• Texto de lectura:
■ ■ ■ ■

Todo el año es carnaval. No
sabemos cómo hacerlo, pero no dejamos de buscar excusas para disfrazar todo y
disfrazarnos todos de apariencia y de mentira. El mundo es puro teatro y el que
no salga en la foto no existe. Andamos como en una realidad gaseosa que
necesita reinventarse cada minuto para seguir viviendo, sin darse cuenta de que
así no hay nada que sostenga nuestros pies y que, si miramos hacia abajo o
hacia el horizonte, no podemos más que ver el abismo. De esta manera, nos
hacemos aire, nos dejamos llevar hacia el lado que empuje el viento y no
oponemos ni la menor resistencia mental a lo que nos dan enlatado y a la
velocidad del rayo. Qué pena.
Me cuentan que el alcalde de mi ciudad,
ciudad estrecha y pendulona, nuevamente candidato a alcalde por el PP (¿No se
le ocurrirá pensar que ya ha cumplido y que no es bueno que se empeñe en “salvar”

■ ■ ■ ■

• Requisitos del ejercicio:
Reproduce sin cambios un fragmento del texto de lectura. Empieza en las palabras que contienen "Todo el año" y termina después de "rayo. Qué pena.".

■ ■ ■ ■

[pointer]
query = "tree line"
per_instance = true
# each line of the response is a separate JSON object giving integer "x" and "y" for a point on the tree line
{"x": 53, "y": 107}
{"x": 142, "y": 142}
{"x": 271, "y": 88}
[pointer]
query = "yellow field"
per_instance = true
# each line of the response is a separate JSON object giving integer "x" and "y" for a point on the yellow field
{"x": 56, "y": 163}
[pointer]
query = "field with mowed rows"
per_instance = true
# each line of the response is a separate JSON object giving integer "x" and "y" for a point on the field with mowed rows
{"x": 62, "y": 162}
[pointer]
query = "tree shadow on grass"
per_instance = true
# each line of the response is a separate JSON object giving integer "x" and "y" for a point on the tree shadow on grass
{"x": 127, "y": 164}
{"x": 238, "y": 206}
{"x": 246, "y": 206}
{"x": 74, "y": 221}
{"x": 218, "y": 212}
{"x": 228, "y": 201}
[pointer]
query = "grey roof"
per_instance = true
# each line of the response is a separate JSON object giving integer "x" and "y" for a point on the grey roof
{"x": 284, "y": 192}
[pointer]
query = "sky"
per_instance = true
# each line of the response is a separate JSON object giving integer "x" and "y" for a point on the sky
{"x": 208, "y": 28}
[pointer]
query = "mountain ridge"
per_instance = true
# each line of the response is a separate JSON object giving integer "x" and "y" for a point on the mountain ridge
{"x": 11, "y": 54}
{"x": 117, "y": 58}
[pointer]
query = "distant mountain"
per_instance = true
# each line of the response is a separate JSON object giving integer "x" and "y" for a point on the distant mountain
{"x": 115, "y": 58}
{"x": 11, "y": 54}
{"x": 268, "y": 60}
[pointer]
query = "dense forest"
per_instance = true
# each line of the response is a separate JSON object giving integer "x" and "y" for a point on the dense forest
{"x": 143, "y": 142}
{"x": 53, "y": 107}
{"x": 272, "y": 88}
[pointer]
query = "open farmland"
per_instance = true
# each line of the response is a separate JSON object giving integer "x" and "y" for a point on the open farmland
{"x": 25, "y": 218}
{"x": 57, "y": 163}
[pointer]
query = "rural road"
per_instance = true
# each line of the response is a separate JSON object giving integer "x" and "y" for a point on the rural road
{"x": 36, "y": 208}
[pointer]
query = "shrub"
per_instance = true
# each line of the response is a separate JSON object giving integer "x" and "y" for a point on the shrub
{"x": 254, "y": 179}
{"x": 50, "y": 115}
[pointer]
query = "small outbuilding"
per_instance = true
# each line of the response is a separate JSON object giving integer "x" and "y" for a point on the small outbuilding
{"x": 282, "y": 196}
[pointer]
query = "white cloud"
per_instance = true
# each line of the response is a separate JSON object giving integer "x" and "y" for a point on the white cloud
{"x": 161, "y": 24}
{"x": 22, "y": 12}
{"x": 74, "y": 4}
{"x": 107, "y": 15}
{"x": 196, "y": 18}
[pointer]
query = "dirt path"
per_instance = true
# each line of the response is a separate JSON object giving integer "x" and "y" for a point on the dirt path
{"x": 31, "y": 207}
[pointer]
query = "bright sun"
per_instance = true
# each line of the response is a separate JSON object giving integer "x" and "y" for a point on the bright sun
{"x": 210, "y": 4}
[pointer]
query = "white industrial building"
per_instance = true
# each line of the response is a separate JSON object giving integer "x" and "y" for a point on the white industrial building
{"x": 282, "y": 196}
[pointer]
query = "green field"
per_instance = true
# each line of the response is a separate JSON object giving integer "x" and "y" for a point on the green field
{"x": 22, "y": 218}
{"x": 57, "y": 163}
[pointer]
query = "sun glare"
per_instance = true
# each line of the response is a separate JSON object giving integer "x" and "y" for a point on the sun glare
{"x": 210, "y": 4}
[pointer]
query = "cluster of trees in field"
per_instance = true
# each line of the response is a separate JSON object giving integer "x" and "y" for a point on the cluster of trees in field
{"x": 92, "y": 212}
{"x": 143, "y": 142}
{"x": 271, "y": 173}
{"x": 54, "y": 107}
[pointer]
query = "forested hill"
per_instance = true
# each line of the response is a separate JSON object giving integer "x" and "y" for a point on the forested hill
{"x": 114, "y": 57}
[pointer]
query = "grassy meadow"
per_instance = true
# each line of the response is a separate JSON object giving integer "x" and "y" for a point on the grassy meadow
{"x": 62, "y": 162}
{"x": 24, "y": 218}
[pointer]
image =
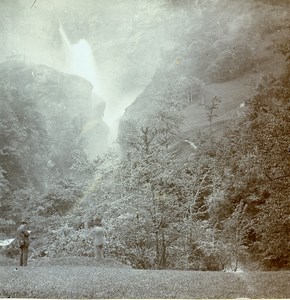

■ ■ ■ ■

• Resultado:
Todo el año es carnaval. No
sabemos cómo hacerlo, pero no dejamos de buscar excusas para disfrazar todo y
disfrazarnos todos de apariencia y de mentira. El mundo es puro teatro y el que
no salga en la foto no existe. Andamos como en una realidad gaseosa que
necesita reinventarse cada minuto para seguir viviendo, sin darse cuenta de que
así no hay nada que sostenga nuestros pies y que, si miramos hacia abajo o
hacia el horizonte, no podemos más que ver el abismo. De esta manera, nos
hacemos aire, nos dejamos llevar hacia el lado que empuje el viento y no
oponemos ni la menor resistencia mental a lo que nos dan enlatado y a la
velocidad del rayo. Qué pena.